_GOAL OF THE EXERCISE_: Which lines of the data below hold "inside"? Copy each of them.

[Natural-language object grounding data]
<<<<

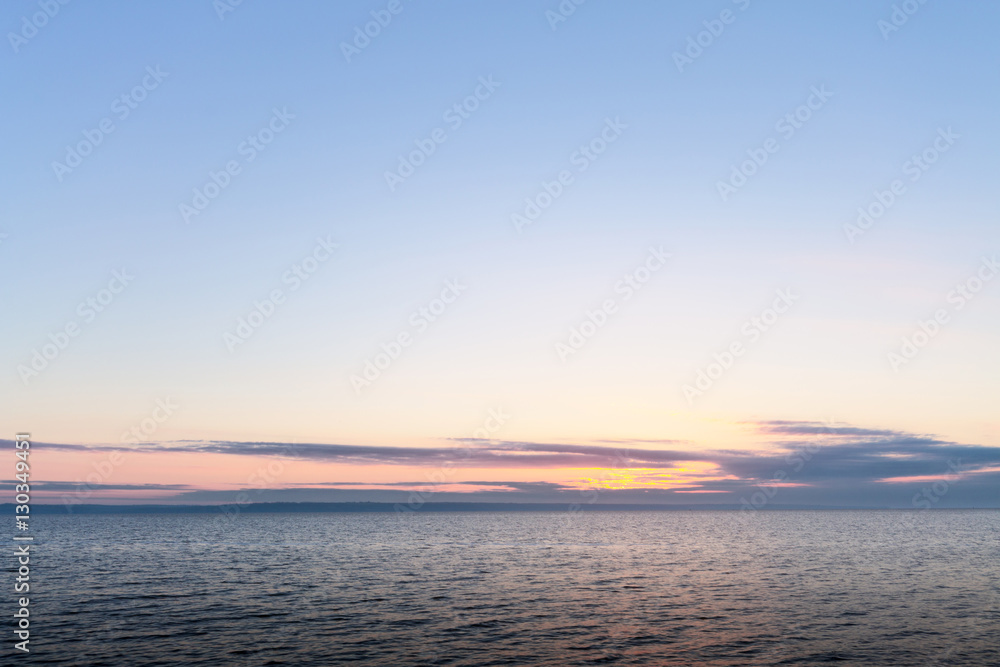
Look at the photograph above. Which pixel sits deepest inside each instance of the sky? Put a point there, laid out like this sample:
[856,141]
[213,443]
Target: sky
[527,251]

>>>>
<<<<

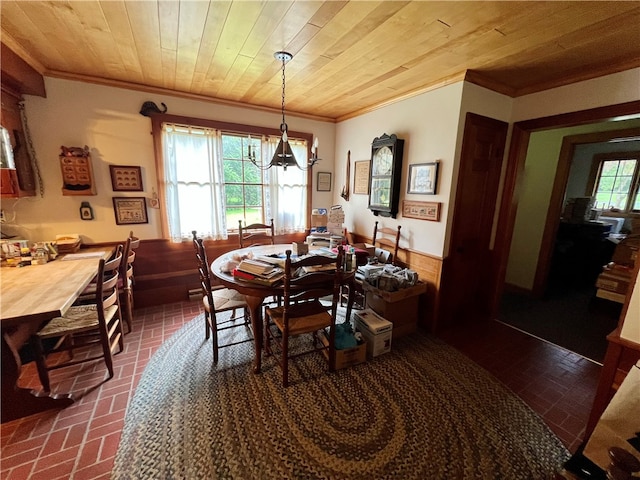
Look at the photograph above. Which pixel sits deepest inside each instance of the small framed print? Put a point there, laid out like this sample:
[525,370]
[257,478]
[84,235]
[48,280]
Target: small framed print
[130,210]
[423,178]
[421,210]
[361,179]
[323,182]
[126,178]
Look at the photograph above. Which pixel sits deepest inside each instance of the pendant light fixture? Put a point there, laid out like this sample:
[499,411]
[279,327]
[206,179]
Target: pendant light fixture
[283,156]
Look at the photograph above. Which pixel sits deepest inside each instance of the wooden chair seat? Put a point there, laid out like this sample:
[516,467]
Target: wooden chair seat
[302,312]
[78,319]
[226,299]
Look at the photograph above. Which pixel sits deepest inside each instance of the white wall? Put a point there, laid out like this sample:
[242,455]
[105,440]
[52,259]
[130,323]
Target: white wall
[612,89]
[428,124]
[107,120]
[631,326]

>>>>

_EXERCISE OUTPUT_:
Look at the photograph above. Which pixel sits deepest inside each instance of the sky? Put a point there, laid out like this sample:
Look at the photograph above. Which pixel sits deepest inside each instance of the small framed print? Put a point there, laid out like this sample:
Look at the photograph above. Which pixel sits deepest inside each instance of the pendant light fixture? Put a point there, laid out like this sample:
Look at the photograph above. Which pixel sits deepest inside each instance of the wooden chair seat? Put a point there, laid out like this sample:
Look at the photograph above. Which pixel sits deepest inside each instance of the white wall? Put a point there, laid out like this sample:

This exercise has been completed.